Фрагмент текста:
———
Я давно разучился интересоваться тем, что именно говорят люди, меня увлекает лишь то, как они это скучное «что» про­износят. Слушая стихи Марины Цветаевой, я различаю песни вольницы понизовой, а не окрик блюстительницы гармонии.
Гораздо легче понять Цветаеву, забыв о злободневном и всматриваясь в её неуступчивый лоб, вслушиваясь в дерзкий гордый голос. Где-то признаётся она, что любит смеяться, ког­да смеяться нельзя. Прибавлю, любит делать ещё многое, чего делать нельзя. Это «нельзя», запрет, канон, барьер являются живыми токами поэзии своеволия.
Вступив впервые в чинный сонм российских пиитов, или; точнее, в члены почтенного «общества свободной эстетики», она сразу разглядела, чего нельзя было делать – посягать на непогрешимость Валерия Брюсова, и тотчас же посягнула, ни­чуть не хуже, чем некогда Артюр Рембо на возмущённых пар­насцев.


Но есть в стихах Цветаевой, кроме вызова, кроме удали, непобедимая нежность и любовь. Не к человеку, не к Богу идут они, а к чёрной, душной от весенних паров земле, к тём­ной России. Мать не выбирают и от неё не отказываются, как от неудобной квартиры. Марина Цветаева знает это, и даже на дыбе не предаст своей родной земли.
Обыкновенно Россию мы мыслим либо в схиме, либо с но­жом в голенище. Православие или «ни в Бога, ни в чёрта». Цветаева – язычница, светлая и сладостная. Но она не эл­линка, а самая подлинная русская, лобызающая не камни Эпира, но смуглую грудь Москвы. Даром ее крестили, даром учили.


Прекрасные стихи Марины Цветаевой останутся, как останется жадность жизни, воля к распаду, борьба одного против всех и любовь, возвеличенная близостью подходящей к воротам смерти.

1920

Борис Леонидович Пастернак

8 декабря 20-го года, в городе Москве, под вечер, в мою комнату вошёл поэт. В сумерках я не мог ясно разглядеть его лица. Были очевидны лишь смуглая чернота и большие печальные глаза. Он был обмотан широким шарфом. Меня поразили застенчивость и вызов, обидчивость внешнего самолюбия и бесконечная стыдливость всех внутренних жес­тов. После долгих и мучительных вступлений он начал чи­тать стихи об исхлёстанных крыльях Демона. Тогда я понял, кто пришёл ко мне.


Итак, портрет начинается с генеалогии. Это, конечно, не наследственность недуга, но живучесть определённого строя чувств, который, погребённый могильщиками – просто и ис­ториками словесности, вновь воскресает в моменты самые неожиданные. Станет ли кто-нибудь после Пастернака утверждать, что романтизм – это лишь литературная школа? Построенье мира иного, с необычайными сочетаньями обычных форм, с отчаяньем пропорций и сумасбродством масштабов, явля­ется вечной потребностью человека.
———
Строки набора данных:
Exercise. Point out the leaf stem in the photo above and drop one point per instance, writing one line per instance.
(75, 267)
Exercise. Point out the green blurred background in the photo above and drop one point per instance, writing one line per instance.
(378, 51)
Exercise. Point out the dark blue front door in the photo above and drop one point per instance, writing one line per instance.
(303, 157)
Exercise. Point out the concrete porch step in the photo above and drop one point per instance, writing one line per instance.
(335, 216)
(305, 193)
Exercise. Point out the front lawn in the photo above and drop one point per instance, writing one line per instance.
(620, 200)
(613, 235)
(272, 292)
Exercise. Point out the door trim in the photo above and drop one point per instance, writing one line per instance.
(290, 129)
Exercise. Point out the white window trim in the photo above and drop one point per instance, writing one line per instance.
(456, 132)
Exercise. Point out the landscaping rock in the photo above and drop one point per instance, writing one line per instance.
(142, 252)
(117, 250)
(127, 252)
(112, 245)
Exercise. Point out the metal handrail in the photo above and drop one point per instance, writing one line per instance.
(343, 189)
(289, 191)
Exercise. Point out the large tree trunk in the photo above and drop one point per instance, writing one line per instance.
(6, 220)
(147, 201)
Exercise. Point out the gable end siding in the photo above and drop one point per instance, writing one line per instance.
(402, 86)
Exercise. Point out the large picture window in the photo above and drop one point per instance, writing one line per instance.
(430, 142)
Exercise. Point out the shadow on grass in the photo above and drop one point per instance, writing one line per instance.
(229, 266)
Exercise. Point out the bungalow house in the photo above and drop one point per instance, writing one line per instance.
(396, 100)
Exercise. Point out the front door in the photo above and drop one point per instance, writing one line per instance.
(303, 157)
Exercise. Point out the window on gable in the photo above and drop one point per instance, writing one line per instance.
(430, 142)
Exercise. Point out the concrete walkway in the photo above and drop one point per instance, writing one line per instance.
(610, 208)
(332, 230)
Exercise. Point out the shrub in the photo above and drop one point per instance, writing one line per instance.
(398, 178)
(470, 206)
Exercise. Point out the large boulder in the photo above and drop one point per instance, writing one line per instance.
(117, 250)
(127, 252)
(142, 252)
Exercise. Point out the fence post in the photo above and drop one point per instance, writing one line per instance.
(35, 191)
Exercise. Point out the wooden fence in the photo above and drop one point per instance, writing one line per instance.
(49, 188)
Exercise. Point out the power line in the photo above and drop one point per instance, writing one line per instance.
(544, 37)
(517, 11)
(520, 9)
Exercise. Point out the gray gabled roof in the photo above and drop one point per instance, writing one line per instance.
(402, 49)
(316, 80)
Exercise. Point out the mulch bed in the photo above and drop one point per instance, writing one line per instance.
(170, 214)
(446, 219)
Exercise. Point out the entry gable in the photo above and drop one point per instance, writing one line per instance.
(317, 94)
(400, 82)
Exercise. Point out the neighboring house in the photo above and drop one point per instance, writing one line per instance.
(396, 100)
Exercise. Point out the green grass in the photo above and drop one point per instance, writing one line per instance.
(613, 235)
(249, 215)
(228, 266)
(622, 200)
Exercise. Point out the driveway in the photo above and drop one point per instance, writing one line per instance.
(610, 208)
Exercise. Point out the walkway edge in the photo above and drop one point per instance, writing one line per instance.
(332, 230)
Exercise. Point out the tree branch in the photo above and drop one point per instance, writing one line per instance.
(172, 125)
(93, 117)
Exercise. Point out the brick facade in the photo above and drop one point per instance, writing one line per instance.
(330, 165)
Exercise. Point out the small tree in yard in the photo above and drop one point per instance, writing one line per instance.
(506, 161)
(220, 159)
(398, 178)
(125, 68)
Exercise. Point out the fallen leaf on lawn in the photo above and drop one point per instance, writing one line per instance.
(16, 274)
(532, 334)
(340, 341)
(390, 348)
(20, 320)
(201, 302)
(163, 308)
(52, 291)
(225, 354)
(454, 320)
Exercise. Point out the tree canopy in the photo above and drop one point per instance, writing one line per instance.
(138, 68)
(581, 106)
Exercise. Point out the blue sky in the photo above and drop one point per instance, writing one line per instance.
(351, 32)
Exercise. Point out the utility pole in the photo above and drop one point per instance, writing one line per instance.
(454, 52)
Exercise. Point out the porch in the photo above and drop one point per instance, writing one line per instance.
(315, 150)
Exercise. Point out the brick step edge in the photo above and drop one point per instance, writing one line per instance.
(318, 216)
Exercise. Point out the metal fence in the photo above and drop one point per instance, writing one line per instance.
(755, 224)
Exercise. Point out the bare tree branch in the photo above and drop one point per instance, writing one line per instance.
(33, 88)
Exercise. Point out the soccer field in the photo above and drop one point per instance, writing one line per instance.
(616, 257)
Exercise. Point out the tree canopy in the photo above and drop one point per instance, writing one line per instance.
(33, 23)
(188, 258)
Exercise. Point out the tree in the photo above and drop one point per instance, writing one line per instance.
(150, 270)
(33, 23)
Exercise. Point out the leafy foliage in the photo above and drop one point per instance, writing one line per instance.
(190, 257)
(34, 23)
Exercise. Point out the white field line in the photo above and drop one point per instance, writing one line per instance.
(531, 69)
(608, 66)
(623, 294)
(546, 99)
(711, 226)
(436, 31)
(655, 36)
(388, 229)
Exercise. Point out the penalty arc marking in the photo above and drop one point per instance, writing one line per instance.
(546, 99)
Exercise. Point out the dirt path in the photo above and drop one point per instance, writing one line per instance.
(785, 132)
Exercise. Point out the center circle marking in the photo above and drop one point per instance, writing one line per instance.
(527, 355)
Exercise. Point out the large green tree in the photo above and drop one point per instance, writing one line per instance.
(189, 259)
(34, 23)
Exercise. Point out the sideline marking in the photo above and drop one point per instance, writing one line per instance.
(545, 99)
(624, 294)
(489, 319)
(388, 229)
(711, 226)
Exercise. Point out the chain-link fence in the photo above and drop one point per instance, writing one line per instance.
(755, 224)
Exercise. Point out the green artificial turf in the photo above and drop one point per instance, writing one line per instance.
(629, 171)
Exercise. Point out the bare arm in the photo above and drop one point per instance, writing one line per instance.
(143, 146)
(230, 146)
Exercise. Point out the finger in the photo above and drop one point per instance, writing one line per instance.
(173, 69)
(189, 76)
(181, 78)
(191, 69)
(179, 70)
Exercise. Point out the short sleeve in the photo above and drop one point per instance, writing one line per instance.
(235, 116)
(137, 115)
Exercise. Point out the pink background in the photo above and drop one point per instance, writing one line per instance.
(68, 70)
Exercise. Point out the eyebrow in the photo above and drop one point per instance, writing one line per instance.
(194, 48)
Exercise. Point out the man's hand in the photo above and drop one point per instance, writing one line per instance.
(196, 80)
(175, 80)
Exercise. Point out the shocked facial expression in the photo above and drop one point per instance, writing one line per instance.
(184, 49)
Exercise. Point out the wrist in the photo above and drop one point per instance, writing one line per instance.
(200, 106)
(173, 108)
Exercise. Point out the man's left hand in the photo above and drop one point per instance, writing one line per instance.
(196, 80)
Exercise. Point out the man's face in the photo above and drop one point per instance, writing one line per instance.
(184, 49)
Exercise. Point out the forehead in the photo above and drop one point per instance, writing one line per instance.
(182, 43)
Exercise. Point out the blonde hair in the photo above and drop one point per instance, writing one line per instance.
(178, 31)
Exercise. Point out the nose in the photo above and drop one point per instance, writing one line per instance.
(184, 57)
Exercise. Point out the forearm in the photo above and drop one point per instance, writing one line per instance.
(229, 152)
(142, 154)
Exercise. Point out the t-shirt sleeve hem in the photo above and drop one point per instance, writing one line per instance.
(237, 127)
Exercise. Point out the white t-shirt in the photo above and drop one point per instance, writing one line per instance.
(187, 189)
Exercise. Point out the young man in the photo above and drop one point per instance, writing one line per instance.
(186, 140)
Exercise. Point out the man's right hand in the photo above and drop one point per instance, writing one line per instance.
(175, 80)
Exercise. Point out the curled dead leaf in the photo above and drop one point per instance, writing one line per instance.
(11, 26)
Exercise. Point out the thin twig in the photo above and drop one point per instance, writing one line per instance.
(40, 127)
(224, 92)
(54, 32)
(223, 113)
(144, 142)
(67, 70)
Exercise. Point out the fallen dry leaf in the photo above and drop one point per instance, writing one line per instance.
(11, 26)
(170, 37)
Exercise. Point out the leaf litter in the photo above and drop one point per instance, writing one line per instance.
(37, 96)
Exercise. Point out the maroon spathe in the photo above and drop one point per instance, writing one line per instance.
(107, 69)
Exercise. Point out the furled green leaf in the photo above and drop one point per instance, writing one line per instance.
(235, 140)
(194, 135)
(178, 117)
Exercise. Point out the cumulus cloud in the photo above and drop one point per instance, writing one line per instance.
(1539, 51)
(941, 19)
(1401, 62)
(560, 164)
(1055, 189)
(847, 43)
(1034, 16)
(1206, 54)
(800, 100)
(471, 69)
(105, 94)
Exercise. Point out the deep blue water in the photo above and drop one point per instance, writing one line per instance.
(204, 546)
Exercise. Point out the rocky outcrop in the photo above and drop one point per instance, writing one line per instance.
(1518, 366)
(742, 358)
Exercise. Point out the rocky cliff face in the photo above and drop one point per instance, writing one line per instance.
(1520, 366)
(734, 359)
———
Задание:
Выпишите дословно из текста о Цветаевой и Пастернаке всё, начиная со слов «Обыкновенно Россию мы» и вплоть до слов «к воротам смерти.». Приведённые строки никак не связаны с текстом о Цветаевой и Пастернаке.

Результат упражнения:
Обыкновенно Россию мы мыслим либо в схиме, либо с но­жом в голенище. Православие или «ни в Бога, ни в чёрта». Цветаева – язычница, светлая и сладостная. Но она не эл­линка, а самая подлинная русская, лобызающая не камни Эпира, но смуглую грудь Москвы. Даром ее крестили, даром учили.


Прекрасные стихи Марины Цветаевой останутся, как останется жадность жизни, воля к распаду, борьба одного против всех и любовь, возвеличенная близостью подходящей к воротам смерти.